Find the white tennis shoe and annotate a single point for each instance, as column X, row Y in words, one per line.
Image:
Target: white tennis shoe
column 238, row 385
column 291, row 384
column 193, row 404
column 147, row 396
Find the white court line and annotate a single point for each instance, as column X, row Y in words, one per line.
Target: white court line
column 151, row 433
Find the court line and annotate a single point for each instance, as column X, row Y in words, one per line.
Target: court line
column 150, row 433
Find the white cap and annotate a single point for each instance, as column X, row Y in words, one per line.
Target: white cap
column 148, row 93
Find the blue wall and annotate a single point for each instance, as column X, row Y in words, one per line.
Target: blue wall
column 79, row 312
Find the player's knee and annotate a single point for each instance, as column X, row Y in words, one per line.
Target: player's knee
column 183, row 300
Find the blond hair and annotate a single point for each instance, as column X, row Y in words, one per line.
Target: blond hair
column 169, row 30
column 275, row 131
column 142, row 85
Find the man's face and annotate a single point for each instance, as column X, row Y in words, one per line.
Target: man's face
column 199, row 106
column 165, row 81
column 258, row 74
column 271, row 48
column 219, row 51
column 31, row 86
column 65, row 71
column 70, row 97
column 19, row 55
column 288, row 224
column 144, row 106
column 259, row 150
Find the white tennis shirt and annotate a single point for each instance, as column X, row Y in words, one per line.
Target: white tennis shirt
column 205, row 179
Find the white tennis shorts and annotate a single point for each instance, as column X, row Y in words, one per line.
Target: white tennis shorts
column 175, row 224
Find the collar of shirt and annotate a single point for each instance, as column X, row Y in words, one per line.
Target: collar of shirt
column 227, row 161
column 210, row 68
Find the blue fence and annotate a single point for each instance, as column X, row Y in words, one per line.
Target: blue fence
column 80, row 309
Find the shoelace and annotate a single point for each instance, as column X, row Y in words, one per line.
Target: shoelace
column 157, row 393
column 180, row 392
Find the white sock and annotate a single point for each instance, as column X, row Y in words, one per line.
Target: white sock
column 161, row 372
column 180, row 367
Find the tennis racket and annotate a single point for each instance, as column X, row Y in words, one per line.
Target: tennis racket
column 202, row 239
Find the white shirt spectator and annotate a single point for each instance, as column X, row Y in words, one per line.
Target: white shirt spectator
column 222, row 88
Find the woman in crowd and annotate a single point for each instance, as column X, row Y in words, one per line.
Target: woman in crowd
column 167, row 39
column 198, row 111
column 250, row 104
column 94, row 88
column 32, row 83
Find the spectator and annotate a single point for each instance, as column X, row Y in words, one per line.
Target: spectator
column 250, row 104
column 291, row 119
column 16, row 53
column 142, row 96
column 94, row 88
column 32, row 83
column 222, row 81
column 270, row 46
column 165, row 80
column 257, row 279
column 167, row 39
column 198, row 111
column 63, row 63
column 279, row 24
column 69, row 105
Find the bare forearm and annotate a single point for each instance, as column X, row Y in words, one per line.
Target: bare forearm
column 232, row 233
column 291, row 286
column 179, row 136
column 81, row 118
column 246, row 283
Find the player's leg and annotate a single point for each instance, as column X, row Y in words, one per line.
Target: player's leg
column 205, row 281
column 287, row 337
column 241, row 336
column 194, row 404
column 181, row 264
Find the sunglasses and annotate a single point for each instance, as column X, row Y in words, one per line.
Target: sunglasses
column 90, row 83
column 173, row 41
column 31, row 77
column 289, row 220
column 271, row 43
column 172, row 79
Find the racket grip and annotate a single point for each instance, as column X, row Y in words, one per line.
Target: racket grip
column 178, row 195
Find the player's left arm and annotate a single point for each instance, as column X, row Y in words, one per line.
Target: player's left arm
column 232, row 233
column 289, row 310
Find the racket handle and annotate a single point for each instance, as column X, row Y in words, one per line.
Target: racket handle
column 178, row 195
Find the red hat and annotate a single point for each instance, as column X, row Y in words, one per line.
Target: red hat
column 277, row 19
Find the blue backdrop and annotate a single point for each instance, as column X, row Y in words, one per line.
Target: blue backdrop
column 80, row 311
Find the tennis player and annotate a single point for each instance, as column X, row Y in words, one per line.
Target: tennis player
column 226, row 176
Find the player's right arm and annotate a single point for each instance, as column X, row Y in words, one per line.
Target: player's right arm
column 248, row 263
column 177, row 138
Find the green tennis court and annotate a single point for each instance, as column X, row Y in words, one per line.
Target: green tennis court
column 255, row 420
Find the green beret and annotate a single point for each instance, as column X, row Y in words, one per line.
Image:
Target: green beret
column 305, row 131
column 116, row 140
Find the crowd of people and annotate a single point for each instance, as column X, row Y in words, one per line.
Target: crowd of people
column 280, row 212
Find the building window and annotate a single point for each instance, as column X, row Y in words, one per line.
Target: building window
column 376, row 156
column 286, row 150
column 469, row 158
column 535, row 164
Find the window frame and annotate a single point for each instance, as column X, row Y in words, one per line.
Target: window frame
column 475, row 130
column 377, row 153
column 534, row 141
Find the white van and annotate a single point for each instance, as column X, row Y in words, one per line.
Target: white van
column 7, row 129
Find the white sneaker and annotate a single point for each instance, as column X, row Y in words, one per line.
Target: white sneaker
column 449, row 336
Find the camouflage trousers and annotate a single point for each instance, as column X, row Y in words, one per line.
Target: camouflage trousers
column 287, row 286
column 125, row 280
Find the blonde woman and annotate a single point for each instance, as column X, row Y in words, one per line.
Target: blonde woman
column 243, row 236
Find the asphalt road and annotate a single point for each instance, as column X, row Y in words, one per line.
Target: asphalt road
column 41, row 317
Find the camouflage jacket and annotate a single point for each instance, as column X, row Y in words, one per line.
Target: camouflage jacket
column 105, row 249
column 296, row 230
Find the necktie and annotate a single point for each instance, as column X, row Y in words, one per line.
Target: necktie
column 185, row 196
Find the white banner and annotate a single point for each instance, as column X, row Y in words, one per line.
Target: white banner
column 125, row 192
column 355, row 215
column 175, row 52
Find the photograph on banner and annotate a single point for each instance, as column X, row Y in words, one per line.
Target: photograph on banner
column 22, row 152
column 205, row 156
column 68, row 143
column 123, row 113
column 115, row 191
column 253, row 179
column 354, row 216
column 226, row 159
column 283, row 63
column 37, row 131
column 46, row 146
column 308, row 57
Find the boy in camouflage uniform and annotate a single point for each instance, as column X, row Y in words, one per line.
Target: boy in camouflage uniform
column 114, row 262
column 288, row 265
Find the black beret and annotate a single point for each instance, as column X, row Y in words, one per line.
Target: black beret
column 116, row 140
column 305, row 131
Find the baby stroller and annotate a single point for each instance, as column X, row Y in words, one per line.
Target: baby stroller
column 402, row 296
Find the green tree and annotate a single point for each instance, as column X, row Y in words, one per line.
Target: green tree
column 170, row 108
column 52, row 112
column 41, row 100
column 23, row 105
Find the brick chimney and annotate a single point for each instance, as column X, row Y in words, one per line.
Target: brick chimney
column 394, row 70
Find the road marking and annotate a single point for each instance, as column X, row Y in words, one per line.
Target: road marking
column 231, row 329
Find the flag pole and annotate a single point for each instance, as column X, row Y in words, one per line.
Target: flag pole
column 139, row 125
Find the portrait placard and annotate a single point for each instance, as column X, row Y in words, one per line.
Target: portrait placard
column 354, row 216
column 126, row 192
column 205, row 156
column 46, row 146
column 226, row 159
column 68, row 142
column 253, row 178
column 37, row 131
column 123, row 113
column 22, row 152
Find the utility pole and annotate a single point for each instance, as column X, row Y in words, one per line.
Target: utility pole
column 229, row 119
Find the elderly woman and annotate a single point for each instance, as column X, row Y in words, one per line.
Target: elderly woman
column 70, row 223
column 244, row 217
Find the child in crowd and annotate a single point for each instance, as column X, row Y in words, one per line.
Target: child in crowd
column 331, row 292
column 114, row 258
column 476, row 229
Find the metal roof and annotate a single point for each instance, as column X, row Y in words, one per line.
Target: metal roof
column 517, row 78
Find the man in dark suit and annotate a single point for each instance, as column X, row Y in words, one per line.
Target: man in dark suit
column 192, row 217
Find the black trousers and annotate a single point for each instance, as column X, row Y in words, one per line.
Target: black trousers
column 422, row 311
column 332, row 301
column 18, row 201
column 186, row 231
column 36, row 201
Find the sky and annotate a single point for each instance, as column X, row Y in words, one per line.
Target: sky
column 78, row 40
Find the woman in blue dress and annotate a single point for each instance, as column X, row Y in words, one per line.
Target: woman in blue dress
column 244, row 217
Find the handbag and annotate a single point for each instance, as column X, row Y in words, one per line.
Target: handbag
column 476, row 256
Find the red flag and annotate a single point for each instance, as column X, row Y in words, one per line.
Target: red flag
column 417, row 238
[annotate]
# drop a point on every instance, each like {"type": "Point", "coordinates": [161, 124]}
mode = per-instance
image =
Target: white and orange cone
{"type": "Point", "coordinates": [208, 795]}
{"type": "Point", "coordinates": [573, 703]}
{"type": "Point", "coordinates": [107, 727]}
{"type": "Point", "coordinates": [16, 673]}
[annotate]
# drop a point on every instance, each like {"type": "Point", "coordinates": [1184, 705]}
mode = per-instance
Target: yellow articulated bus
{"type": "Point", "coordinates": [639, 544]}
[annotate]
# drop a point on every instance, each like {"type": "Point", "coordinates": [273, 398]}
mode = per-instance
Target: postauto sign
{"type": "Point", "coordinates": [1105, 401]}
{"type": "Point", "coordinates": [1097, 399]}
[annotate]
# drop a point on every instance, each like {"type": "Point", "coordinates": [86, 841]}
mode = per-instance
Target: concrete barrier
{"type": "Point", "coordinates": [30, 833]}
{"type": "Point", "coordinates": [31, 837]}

* **WHAT IS REQUIRED**
Write out the listing again word for word, from the start of the listing through the line that contains "column 183, row 300", with both ends included.

* **ANSWER TO THE TASK**
Find the white tennis shoe and annotate a single point for each instance, as column X, row Y in words, one per line.
Image:
Target: white tennis shoe
column 238, row 385
column 291, row 384
column 193, row 404
column 147, row 396
Find the white court line and annotate a single point for each instance, as column X, row Y in words, one per line.
Target: white court line
column 151, row 433
Find the court line and annotate a single point for each instance, as column X, row Y in words, one per line.
Target: court line
column 150, row 433
Find the white cap and annotate a single point for each instance, as column X, row Y in words, one per line.
Target: white cap
column 148, row 93
Find the blue wall and annotate a single point for each instance, as column X, row Y in words, one per line.
Target: blue wall
column 79, row 312
Find the player's knee and annotate a single point for each instance, as column X, row Y in words, one per line.
Target: player's knee
column 183, row 300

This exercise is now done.